Work instruction 1:
Decide whether each statement below agrees with the abstract on adding IL-3 to cord blood cell expansion. Answer yes or no for each, and quote the words from the abstract that decide it.
(a) After 7 days without IL-3, CD34+ cells were amplified 9.3-fold.
(b) IL-3 is considered as indispensable as Flt-3 ligand, stem cell factor, and thrombopoietin.
(c) With IL-3, committed colony-forming cells were expanded 18.1-fold.
Work instruction 2:
Using the abstract on adding IL-3 to cord blood cell expansion, explain in one to three sentences why expanding cord blood progenitors outside the body could speed up engraftment.
Work instruction 3:
Write what comes next in the abstract on adding IL-3 to cord blood cell expansion, picking up after its last sentence.

Document segment:
========
• Stem cells;
  • Umbilical cord blood;
  • Ex vivo expansion;
  • NOD/SCID model;
  • Interleukin 3


In umbilical cord blood (UCB) transplantation, the number of nucleated cells per kilogram is a major predictive and critical factor of hematopoietic recovery. Thus, ex vivo expansion of hematopoietic UCB progenitors could potentially accelerate engraftment. Whereas Flt-3 ligand (FL), stem cell factor (SCF), and thrombopoietin (TPO) are considered indispensable, the role of interleukin 3 (IL-3) is still controversial: it has been reported either to support or abrogate the reconstituting ability of stem cells. By adding IL-3 we aimed to enhance the amplification of early and committed progenitor cells without impairing the long-term engraftment of stem cells.

Demonstrating a positive impact of IL-3 on the proliferation of all progenitor subsets, the amplification of CD34+ UCB cells was increased 20.9-fold ± 5.4 (mean ± standard error) in serum-free culture with FL, SCF, TPO, and IL-3 as opposed to 9.3-fold ± 3.2 without IL-3 after 7 days. If IL-3 was included, primitive long-term culture-initiating cells and committed colony-forming cells were expanded 16.3-fold ± 5.5 and 18.1-fold ± 2.4, respectively, compared to 12.6-fold ± 5.6 and 9.1-fold ± 2.0 without IL-3.
========
Available data:
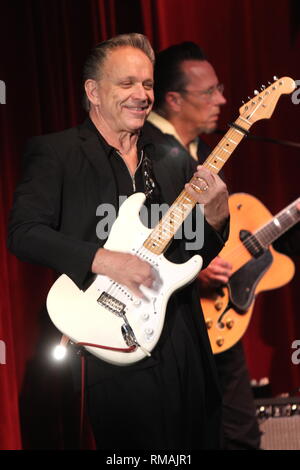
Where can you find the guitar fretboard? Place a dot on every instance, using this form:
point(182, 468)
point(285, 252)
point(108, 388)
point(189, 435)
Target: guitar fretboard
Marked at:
point(278, 225)
point(165, 230)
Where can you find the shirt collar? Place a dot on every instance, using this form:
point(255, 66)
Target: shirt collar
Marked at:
point(166, 127)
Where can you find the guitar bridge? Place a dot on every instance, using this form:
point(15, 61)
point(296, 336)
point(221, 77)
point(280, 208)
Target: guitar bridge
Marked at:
point(112, 304)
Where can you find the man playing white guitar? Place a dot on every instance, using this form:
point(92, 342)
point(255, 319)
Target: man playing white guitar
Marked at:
point(170, 400)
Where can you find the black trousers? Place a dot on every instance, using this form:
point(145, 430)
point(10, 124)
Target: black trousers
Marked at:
point(240, 428)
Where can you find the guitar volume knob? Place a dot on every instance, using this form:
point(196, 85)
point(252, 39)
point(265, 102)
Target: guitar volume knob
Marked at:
point(218, 305)
point(229, 323)
point(149, 331)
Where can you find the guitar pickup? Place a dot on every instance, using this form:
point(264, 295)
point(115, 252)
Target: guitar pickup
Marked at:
point(112, 304)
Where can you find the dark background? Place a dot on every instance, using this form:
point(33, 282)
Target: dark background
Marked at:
point(43, 45)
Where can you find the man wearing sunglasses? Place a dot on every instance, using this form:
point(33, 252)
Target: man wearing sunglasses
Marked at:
point(188, 101)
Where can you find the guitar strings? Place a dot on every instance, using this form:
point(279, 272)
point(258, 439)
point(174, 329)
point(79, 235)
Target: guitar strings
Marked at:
point(239, 250)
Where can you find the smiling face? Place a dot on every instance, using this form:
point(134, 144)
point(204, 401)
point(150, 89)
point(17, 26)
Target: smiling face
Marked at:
point(200, 111)
point(123, 96)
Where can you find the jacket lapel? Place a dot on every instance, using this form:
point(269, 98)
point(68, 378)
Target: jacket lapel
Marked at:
point(98, 157)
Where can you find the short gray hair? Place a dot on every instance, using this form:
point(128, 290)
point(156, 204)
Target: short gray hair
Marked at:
point(97, 56)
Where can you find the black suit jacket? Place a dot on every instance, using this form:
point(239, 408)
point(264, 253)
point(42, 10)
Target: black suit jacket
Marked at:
point(67, 175)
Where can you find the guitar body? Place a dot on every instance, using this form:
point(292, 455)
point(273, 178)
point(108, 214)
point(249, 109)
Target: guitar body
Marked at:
point(88, 316)
point(227, 325)
point(106, 315)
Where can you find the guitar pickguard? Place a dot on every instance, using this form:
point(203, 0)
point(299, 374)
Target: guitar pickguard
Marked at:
point(243, 282)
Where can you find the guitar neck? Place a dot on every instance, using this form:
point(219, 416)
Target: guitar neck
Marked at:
point(278, 225)
point(165, 230)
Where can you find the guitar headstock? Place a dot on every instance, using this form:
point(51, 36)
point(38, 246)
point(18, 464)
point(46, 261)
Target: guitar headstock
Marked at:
point(262, 105)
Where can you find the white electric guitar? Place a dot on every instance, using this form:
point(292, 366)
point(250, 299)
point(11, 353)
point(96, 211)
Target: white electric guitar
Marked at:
point(106, 318)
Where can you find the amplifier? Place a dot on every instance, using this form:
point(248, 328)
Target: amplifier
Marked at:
point(279, 422)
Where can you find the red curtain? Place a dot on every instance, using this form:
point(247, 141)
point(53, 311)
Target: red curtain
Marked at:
point(42, 48)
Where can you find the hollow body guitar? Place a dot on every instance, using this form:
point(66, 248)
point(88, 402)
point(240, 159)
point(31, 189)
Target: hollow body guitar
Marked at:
point(106, 318)
point(256, 265)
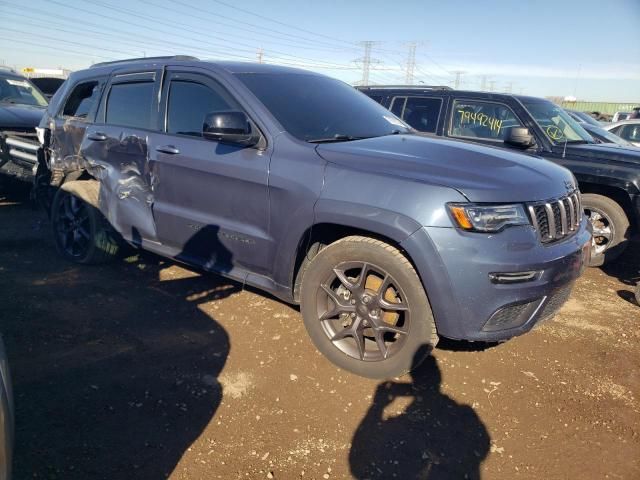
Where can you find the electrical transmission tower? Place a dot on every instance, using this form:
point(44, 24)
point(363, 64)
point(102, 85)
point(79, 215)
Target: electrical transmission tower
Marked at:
point(366, 61)
point(458, 74)
point(411, 63)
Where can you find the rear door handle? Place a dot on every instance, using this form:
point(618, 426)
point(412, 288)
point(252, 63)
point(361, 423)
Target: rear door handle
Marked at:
point(170, 149)
point(97, 137)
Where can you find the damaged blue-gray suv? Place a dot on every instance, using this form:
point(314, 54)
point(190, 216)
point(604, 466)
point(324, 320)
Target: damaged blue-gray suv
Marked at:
point(300, 185)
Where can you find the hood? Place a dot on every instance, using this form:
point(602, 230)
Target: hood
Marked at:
point(482, 174)
point(20, 116)
point(606, 151)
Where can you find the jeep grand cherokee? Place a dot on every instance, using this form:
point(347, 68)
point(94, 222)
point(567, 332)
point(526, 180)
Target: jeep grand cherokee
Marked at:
point(298, 184)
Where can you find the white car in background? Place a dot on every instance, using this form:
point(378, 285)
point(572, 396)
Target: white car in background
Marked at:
point(619, 116)
point(629, 130)
point(6, 417)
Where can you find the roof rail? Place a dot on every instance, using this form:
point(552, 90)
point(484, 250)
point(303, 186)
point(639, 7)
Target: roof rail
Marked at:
point(407, 87)
point(145, 59)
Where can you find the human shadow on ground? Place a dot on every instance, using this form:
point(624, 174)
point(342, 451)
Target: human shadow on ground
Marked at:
point(433, 438)
point(626, 268)
point(115, 367)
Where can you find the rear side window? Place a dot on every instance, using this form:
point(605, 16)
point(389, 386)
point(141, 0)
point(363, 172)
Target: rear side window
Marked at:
point(397, 106)
point(129, 104)
point(189, 103)
point(83, 100)
point(482, 120)
point(422, 113)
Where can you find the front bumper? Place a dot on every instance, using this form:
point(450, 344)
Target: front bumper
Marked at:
point(18, 154)
point(456, 269)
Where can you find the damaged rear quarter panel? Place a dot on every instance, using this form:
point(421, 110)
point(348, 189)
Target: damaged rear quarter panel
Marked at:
point(121, 164)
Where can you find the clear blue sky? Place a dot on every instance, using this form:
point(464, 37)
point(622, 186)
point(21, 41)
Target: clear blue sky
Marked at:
point(586, 48)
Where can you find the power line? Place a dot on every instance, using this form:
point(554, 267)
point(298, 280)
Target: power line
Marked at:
point(262, 17)
point(40, 45)
point(186, 27)
point(260, 28)
point(411, 63)
point(458, 74)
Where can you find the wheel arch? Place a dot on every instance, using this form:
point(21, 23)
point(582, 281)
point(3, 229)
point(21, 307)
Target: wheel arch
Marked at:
point(615, 193)
point(325, 233)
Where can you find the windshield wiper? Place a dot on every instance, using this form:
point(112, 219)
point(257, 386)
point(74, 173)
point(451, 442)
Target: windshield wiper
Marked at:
point(338, 137)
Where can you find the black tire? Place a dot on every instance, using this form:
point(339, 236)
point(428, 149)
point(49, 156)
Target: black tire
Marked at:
point(81, 233)
point(610, 227)
point(359, 287)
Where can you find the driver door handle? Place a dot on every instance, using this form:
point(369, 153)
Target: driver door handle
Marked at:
point(97, 137)
point(169, 149)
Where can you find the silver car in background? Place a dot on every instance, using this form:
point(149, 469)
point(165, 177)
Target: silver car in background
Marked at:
point(6, 416)
point(627, 129)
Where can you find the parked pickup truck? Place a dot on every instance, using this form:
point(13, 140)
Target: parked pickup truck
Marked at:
point(21, 108)
point(297, 184)
point(608, 175)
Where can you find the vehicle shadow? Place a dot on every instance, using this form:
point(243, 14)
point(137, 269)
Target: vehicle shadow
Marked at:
point(115, 367)
point(626, 268)
point(433, 438)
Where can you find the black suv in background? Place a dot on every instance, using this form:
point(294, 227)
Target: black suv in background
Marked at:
point(21, 108)
point(608, 174)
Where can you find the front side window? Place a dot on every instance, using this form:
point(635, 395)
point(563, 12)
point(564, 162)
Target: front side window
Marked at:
point(82, 100)
point(483, 120)
point(315, 108)
point(129, 104)
point(189, 102)
point(422, 113)
point(557, 124)
point(20, 91)
point(397, 106)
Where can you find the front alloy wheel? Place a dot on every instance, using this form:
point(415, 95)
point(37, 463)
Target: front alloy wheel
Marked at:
point(610, 228)
point(366, 309)
point(72, 228)
point(363, 312)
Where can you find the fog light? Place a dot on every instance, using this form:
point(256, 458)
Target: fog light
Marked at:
point(515, 277)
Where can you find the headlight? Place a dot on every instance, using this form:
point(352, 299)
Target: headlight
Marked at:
point(487, 218)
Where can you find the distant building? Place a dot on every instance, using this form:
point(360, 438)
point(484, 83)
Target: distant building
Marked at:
point(31, 72)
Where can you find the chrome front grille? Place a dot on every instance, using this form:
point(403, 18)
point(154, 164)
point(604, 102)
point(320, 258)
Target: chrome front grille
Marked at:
point(556, 219)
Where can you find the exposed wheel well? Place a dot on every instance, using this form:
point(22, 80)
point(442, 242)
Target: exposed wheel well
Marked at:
point(325, 234)
point(618, 195)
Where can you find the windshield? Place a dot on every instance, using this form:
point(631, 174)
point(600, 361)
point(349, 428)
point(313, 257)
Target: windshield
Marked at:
point(314, 108)
point(20, 91)
point(557, 124)
point(586, 118)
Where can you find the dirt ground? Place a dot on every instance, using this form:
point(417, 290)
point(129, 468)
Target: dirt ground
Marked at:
point(146, 369)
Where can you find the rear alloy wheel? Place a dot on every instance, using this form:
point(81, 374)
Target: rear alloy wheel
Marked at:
point(365, 308)
point(81, 233)
point(610, 225)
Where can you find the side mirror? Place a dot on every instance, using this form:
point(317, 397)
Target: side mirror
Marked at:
point(230, 127)
point(519, 137)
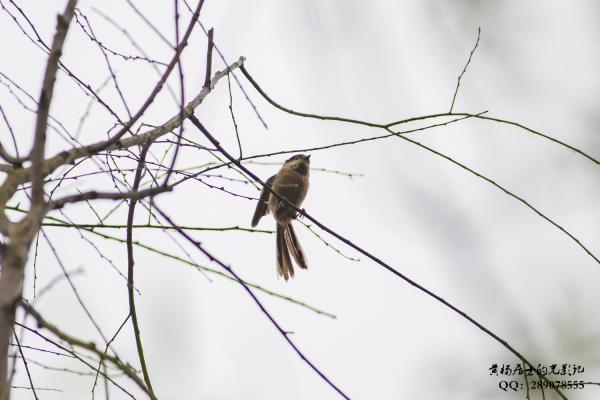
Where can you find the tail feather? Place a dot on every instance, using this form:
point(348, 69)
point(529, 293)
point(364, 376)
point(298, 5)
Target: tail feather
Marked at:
point(284, 262)
point(294, 246)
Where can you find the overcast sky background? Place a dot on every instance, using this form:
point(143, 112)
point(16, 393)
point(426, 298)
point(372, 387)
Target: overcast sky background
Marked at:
point(537, 64)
========
Task output 1:
(a) Yes: "as opposed to 9.3-fold ± 3.2 without IL-3 after 7 days"
(b) No: "the role of interleukin 3 (IL-3) is still controversial"
(c) Yes: "committed colony-forming cells were expanded 16.3-fold ± 5.5 and 18.1-fold ± 2.4, respectively"

Task output 2:
In cord blood transplantation, the number of nucleated cells per kilogram is a major predictive and critical factor of blood-forming recovery. Expanding the progenitors ex vivo increases the number of these cells, so engraftment could potentially come faster.

Task output 3:
Analysis of cultured CD34+ UCB cells in sublethally irradiated nonobese diabetic/severe combined immunodeficient mice confirmed that cultured cells had preserved their repopulating potential. After 6 weeks, all mice showed multilineage engraftment with their bone marrow containing an average of 45% human CD45+ cells of the unmanipulated sample, 43% of cells after culture in the presence of IL-3, and 27% of cells after culture without IL-3. In combination with early acting cytokines, IL-3 therefore improves the ex vivo expansion of UCB stem and progenitor cells without impairing their engraftment potential.